> [Tasks to carry out]:
[a] In the post on memory usage, why were the writers unsure about keeping a pool of lists and arrays and reusing them? Answer in one to three sentences.
[b] According to the post on memory usage, between what values did memory use alternate once a GC.Collect was added after each task?
[c] Reproduce the stretch of the post on memory usage from "several minor optimizations" through "during the calculations.".

──────── Document excerpt ────────

Maybe there is a way to tell the GC/runtime to not release the memory so there is no need to re-allocate?
We also thought of an alternative approach by "re-using" the LinkedList<Sample> and ComplexSample[]: Keep a pool of such lists/arrays and instead of releasing them put them back in the pool and "change" these instances instead of creating new ones, but we are not sure this is a good idea as it adds complexity to the whole system...
But we are open to other suggestions!
UPDATE:
I now optimized the code base with the following improvements and did various test runs:
converted Sample to a struct
got rid of the LinkedList<Sample> and replaced them by straigt arrays (I actually had another one somewhere else I also removed)
several minor optimizations I found during analysis and optimization
(optional - see below) converted ComplexSample to a struct
In any case it seems that the problem is gone now on my machine (long term tests and test on low-spec hardware will follow), but I first run a test with both types as struct and got the following memory usage graph:
There it still was going up to ~300 MB on a regular basis (but no overflow errors anymore), but as this still seemed odd to me I did some additional tests:
Side note: Each value of each ComplexSample is altered at least once during the calculations.
1) Add a GC.Collect after a task is processed and the samples are not referenced any more:
Now it was alternating between 140 MB and 150 MB (no noticable perfomance hit).

──────── Record extracts ────────

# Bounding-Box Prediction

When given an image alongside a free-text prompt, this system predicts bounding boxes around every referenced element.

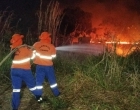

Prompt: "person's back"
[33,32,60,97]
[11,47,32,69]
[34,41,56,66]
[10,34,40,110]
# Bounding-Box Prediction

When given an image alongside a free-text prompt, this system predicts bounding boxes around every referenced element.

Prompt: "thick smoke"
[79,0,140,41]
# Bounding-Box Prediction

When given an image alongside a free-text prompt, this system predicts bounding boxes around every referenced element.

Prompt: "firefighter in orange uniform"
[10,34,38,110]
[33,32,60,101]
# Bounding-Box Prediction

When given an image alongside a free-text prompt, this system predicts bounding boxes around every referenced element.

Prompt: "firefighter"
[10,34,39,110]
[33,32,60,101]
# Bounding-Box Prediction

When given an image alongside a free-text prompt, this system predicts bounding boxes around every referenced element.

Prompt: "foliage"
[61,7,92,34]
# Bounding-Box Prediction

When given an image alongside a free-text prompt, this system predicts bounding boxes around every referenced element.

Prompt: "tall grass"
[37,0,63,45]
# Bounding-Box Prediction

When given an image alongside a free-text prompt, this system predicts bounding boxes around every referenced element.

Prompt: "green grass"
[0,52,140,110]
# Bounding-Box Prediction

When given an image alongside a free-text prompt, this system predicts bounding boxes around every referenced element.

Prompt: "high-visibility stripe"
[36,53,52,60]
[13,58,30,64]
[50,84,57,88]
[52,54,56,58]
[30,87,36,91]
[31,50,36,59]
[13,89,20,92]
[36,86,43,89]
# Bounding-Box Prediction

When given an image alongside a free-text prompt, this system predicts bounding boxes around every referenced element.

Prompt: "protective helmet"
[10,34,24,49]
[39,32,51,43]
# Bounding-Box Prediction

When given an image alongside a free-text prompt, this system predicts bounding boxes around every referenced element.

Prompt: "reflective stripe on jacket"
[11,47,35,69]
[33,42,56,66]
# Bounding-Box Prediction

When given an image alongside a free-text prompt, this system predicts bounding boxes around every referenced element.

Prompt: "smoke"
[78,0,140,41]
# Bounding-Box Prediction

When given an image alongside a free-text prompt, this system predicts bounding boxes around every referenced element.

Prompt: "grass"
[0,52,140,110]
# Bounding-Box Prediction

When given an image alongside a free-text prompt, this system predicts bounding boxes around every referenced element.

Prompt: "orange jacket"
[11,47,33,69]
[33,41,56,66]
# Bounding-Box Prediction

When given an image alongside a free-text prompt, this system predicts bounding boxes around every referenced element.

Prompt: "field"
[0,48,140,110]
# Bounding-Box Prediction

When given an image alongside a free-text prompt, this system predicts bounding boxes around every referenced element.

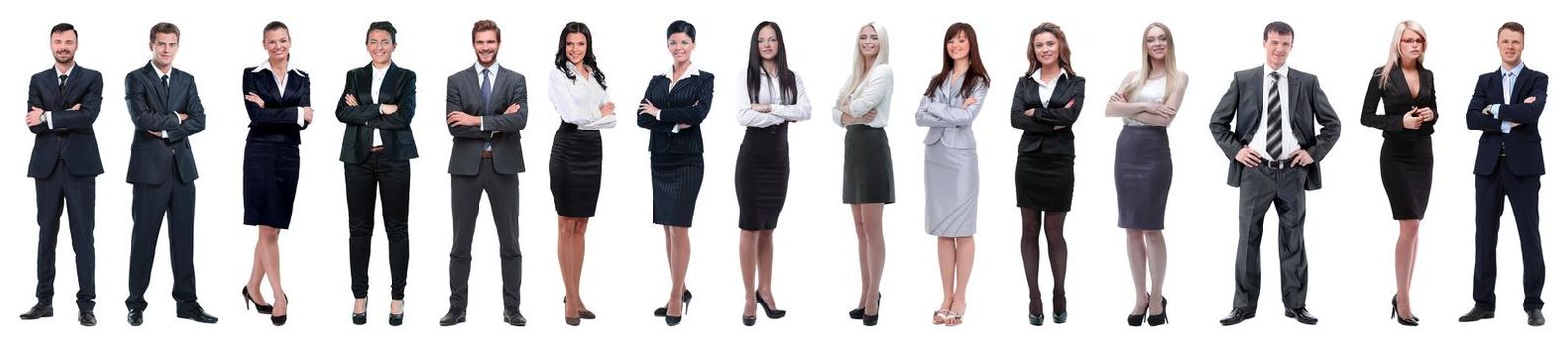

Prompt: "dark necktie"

────────

> [The results]:
[a] They were unsure because the pooling approach would add complexity to the whole system.

[b] It alternated between 140 MB and 150 MB.

[c]
several minor optimizations I found during analysis and optimization
(optional - see below) converted ComplexSample to a struct
In any case it seems that the problem is gone now on my machine (long term tests and test on low-spec hardware will follow), but I first run a test with both types as struct and got the following memory usage graph:
There it still was going up to ~300 MB on a regular basis (but no overflow errors anymore), but as this still seemed odd to me I did some additional tests:
Side note: Each value of each ComplexSample is altered at least once during the calculations.